→ **GOAL OF THE EXERCISE**:
Answer these questions from the coaching passage:
1. Who is named as last season's top scorer?
2. At which club was McHugh formerly a youth coach?
3. According to McHugh, what did the team have to know how to break open once opponents changed how they played?

McHugh made only one appearance in the documentary, but the moment captures him doing what he loves best: individual coaching, in this case with last season's top scorer, prolific Irish striker Leanne Kiernan.

McHugh's words

“I like that type of coaching because it’s more personal,” the former Newcastle United youth coach tells. What I say to the players is: ‘I’m here to help you but if you want to do something specific, think about it, we’ll talk about it and we’ll come up with a session to get the best possible outcome."

“It could be Leanne, Missy Bo [Kearns], Razza [Rhiannon Roberts], I don’t mind, I’m just here to make them all better players. And if Matt, myself or Amber can make them better players, then that helps the team. It gives everybody a clear idea how we’re going to play in and out of possession, and in transition.

“The players and the staff were all so close last season, we had that relationship with them and there was no animosity. The players that we brought in fitted in straight away, which is thanks to the players who were already there, and the staff as well.

“We had a plan and we stuck to it the whole way through the season and got that final reward. People say it was a breeze for us, but it wasn’t. There were times when we drew and the other teams won, then the gap got smaller, so the pressure was always on.

“Teams changed how they played against us so we also had to know how to break open a low block. It’s a process, and you have to follow that process all the way through.”

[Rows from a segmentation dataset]
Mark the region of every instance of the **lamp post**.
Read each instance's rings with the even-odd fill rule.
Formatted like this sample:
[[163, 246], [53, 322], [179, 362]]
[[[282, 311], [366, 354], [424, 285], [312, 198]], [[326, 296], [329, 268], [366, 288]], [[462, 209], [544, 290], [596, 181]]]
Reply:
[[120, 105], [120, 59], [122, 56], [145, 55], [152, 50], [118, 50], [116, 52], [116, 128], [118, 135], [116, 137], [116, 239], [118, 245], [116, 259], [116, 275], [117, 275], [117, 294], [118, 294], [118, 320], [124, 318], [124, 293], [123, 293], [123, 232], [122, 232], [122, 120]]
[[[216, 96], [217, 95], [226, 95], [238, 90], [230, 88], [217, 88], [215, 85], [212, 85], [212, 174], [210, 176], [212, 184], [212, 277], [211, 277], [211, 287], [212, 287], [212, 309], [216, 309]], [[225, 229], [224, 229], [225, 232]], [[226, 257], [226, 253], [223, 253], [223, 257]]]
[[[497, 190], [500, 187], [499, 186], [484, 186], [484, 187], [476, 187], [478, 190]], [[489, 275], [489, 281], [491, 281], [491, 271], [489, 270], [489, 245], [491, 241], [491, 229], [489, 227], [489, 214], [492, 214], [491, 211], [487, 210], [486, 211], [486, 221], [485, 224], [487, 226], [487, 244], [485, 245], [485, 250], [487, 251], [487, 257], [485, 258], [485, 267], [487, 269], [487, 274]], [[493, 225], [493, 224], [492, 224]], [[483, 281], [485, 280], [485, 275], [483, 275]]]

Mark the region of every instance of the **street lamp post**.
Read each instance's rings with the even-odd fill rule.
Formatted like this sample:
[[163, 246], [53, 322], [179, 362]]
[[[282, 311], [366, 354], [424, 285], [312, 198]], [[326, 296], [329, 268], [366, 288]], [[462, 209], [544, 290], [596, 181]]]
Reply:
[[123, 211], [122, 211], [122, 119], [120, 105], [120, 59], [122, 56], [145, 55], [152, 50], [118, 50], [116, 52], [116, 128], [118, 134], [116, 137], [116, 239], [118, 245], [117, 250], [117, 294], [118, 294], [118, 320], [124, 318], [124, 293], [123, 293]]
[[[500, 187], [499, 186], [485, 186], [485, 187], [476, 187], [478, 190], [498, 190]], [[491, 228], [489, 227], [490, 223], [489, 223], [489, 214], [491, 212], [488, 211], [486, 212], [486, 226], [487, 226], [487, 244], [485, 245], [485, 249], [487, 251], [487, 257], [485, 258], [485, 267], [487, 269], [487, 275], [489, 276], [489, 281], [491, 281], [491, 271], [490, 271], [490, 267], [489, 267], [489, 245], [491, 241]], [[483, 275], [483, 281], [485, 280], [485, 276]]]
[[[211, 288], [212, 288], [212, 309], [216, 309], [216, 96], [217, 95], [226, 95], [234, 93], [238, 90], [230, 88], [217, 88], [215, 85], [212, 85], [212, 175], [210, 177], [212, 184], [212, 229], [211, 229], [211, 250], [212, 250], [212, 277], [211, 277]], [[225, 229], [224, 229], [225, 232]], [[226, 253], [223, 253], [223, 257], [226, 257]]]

→ **RESULT FOR THIS TASK**:
1. Leanne Kiernan
2. Newcastle United
3. A low block